(Pointing and labeling entries)
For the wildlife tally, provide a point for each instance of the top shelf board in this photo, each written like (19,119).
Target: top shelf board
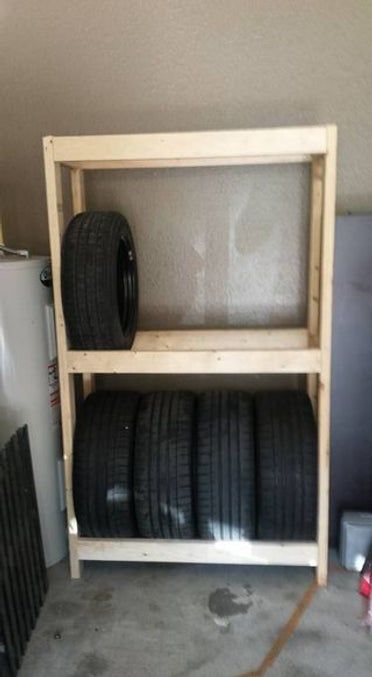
(190,149)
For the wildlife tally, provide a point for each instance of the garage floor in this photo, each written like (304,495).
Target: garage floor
(205,621)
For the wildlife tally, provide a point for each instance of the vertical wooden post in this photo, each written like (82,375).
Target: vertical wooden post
(324,389)
(56,227)
(313,309)
(79,205)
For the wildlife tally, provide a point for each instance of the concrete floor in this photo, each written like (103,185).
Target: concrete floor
(121,620)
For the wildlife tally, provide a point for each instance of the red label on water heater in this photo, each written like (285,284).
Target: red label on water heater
(53,383)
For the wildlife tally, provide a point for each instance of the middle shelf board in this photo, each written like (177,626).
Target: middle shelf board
(282,361)
(199,551)
(230,351)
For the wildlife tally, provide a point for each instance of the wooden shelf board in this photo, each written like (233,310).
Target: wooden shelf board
(294,144)
(281,361)
(199,552)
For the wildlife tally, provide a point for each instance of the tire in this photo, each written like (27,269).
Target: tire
(103,465)
(225,466)
(99,282)
(163,482)
(286,443)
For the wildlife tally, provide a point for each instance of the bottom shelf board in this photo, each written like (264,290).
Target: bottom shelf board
(199,552)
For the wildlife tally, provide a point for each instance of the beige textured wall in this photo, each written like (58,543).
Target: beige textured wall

Objective:
Reproduce the entries above exactly. Do not include the images.

Exercise solution:
For the wildlife tally, provide a point for each instance of the top shelf board in this photo, each written like (19,119).
Target: top shelf board
(190,149)
For the wildlife tally, provide a point for each instance of the garage floor in this photo, each written like (304,495).
Target: garage floor
(205,621)
For the wildlife tally, provide a point for each instance of the vertical wooden post in this photo, each written like (82,375).
Target: vertical wooden post
(324,389)
(56,227)
(313,309)
(79,205)
For the wildlife tally, provide a point for each instance of the concrete floor in this photo, each written like (103,185).
Target: concrete floor
(121,620)
For the wildlife tally, provide a point for each instance of the red label on water heater in this photo, each written like (285,284).
Target: red label on water heater
(53,383)
For the wildlife tally, provide a point for each instance of the middle shelf board in this photo, each written like (177,626).
Target: middle shelf board
(282,361)
(199,551)
(230,351)
For the wildlife tally, provide a point for each instance of the wooden shelf board in this photo, each written like (233,310).
Target: wooden shelf board
(294,144)
(281,361)
(199,552)
For the wildlife tally, provide a point for each instance of the tire in this photo, each written like (27,269).
Target: tire
(103,465)
(225,466)
(99,282)
(163,482)
(286,443)
For the wildlife tally, provide a point for each instance of the bottom shelf board in this photo, each written like (264,290).
Target: bottom shelf board
(199,552)
For the wildlife tally, provide a point for each instance of the beige textured wall in this photo, each written like (58,543).
Target: beige textured wall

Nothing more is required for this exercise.